# Ylw Lab Pup 8 Mo. Old named Copper-Wake County Shelter, N.C.



## k9rider (Dec 13, 2006)

ugh, i just looked and there's a 3yr old Golden there too...

WakeGOV.com - 85848  

I live in NC and I emailed Neuse River Golden Retriever Rescue.....


----------



## robinsegg26 (Nov 14, 2006)

k9rider said:


> ugh, i just looked and there's a 3yr old Golden there too...
> 
> WakeGOV.com - 85848
> 
> I live in NC and I emailed Neuse River Golden Retriever Rescue.....


Yeah i saw him too.. I emailed 
Neuse River  
Cape Fear
Triad golden rescue
Foothills Golden
and Copied Mary (Midlands Golden Rescue)

cute boy that they shaved down


----------



## k9rider (Dec 13, 2006)

robinsegg26 said:


> Yeah i saw him too.. I emailed
> Neuse River
> Cape Fear
> Triad golden rescue
> ...


ok, great. does anyone know if the shelter is answering their phones today??


----------



## robinsegg26 (Nov 14, 2006)

Yep. they are just busy.. i called a bit ago and hes still there. was picked up as a stray (this is the golden not the lab btw.. since we are posting on Karens post about the lab...  sorry!!)


----------



## Karen519 (Aug 21, 2006)

*Golden Ret. 3 yrs. old..*

No need to apologize.

I am so glad you found Cooker, Poor Skinny, 3 yr. Old Golden Retriever, is there, too, and 
e-mailed rescues!

Copper, 8 mo. old Ylw. Lab and Cooker, is the 3 yr. old Golden Ret. -they both need saving.

I know a girl on Petfinder, Coberoni, that is a volunteer at this shelter.
If you need anything, e-mail me and remind me what you're e-mailing about and I will make sure she gets the msg., or you can private msg. her:

Petfinder.com forums :: Log in [ ]


----------



## k9rider (Dec 13, 2006)

my contact at Neuse River is on it....fingers crossed that something works out for Cooker!


----------

What you need to do:
a) Answer the following questions using the forum thread:
(i) According to the thread, how old is Copper, and what kind of dog is Copper?
(ii) Which rescue group does k9rider say was emailed in the first post?
(iii) What is the name of the Petfinder user whom Karen519 describes as a volunteer at the shelter?
b) Return the passage of the forum thread starting at "I am so glad" and ending at "both need saving.", copied exactly.

(Pointing records)
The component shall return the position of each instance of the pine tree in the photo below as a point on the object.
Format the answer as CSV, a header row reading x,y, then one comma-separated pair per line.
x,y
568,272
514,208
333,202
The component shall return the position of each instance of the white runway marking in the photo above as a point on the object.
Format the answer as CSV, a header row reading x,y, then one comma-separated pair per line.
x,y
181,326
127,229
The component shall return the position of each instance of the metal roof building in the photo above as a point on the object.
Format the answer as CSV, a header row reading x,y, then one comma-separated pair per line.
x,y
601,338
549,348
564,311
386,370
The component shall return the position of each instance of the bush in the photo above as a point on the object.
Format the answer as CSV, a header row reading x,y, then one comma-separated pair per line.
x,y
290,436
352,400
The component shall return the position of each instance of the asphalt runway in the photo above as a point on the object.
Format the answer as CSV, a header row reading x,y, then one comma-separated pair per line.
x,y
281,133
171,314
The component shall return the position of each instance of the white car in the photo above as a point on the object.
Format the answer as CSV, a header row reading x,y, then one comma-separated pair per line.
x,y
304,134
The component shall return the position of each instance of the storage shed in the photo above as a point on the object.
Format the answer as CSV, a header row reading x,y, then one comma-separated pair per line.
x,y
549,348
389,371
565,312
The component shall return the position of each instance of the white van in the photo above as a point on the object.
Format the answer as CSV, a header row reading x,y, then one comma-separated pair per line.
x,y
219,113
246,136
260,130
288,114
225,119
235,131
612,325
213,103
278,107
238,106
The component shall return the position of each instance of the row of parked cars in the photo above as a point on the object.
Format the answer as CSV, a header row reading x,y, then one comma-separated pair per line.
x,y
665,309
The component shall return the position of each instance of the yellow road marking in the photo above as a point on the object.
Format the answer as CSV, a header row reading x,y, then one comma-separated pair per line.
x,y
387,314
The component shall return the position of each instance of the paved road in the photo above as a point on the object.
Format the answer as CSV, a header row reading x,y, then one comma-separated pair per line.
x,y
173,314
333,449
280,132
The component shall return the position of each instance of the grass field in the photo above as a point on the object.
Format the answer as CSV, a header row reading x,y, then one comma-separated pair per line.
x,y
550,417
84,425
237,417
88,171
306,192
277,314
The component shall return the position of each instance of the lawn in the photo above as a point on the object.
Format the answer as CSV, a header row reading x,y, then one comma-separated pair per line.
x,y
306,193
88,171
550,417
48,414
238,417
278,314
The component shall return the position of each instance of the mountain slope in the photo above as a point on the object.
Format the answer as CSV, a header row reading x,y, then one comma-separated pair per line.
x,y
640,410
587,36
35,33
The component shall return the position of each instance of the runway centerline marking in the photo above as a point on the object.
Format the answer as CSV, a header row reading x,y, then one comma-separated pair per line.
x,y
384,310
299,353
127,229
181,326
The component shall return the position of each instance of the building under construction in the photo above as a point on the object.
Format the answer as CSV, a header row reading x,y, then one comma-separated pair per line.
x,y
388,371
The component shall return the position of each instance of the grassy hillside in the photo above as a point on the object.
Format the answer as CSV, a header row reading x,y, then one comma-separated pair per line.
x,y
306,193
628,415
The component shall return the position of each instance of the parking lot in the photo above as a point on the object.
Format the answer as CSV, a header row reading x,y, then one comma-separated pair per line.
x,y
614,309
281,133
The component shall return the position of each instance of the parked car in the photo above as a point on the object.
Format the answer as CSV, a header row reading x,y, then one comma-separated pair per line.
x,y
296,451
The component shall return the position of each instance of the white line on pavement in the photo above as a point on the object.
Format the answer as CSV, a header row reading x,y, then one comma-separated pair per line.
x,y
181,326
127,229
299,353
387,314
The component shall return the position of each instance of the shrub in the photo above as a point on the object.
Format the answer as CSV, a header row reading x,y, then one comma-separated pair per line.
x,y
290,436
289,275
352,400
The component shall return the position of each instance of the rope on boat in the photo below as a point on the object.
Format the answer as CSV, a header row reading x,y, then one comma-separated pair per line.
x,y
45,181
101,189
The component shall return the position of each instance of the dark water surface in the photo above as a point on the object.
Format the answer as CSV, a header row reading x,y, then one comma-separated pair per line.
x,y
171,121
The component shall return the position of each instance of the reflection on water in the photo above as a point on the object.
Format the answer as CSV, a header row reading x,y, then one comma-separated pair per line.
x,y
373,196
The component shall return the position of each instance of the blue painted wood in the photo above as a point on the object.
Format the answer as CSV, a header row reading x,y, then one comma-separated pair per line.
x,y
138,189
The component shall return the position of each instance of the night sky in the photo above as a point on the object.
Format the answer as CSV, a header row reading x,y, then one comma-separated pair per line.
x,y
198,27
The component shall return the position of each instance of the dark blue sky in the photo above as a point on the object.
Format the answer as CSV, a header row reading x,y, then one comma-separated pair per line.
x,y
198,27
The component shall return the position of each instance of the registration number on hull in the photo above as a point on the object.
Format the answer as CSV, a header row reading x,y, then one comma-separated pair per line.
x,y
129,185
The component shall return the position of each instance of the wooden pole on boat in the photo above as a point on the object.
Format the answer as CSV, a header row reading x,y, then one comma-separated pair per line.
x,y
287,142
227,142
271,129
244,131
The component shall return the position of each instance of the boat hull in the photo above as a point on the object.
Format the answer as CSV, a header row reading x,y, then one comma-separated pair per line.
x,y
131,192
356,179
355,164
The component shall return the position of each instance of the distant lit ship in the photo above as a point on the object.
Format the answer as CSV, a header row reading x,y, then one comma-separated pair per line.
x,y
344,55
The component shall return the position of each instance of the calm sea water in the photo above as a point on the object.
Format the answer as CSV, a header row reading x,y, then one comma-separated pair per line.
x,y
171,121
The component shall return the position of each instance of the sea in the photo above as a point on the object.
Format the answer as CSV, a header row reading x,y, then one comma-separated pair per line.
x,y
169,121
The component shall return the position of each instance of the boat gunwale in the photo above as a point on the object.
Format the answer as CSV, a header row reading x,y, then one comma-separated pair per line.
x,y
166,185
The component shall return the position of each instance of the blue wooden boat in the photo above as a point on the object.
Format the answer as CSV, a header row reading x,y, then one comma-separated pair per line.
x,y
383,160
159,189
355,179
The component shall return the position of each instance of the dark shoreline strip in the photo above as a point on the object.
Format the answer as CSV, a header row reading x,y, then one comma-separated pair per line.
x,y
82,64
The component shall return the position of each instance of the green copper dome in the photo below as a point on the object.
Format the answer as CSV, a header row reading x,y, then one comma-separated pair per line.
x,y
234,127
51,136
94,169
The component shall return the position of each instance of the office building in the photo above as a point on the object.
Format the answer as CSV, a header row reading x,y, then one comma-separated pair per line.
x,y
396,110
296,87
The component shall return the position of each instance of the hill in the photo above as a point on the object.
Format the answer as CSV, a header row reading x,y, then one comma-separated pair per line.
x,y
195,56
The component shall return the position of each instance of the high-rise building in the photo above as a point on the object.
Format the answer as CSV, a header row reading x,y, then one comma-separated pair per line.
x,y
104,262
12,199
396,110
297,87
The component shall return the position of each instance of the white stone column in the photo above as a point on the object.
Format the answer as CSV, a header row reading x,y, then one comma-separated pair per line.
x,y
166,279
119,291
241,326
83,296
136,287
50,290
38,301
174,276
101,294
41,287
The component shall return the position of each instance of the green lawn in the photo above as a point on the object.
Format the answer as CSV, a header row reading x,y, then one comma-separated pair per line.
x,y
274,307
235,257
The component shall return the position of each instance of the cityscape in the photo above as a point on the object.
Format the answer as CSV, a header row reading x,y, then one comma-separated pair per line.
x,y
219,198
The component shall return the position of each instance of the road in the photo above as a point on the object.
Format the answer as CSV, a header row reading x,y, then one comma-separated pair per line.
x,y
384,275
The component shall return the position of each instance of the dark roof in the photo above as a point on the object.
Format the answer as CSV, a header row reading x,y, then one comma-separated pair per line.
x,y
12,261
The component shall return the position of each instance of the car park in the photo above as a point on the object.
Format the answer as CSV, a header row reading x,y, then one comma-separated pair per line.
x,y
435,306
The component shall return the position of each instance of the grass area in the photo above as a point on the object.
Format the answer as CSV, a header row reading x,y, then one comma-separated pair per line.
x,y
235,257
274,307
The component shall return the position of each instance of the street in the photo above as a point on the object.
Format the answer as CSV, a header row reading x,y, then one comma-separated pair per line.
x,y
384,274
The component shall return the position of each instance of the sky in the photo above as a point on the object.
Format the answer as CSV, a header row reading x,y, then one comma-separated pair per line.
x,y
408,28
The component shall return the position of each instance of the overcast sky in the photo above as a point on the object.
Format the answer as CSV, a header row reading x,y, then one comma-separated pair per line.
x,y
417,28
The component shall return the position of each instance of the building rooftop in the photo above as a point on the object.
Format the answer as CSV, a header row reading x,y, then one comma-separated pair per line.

The responses:
a)
(i) Copper is an 8-month-old yellow Labrador.
(ii) Neuse River Golden Retriever Rescue.
(iii) Coberoni.

b)
I am so glad you found Cooker, Poor Skinny, 3 yr. Old Golden Retriever, is there, too, and 
e-mailed rescues!

Copper, 8 mo. old Ylw. Lab and Cooker, is the 3 yr. old Golden Ret. -they both need saving.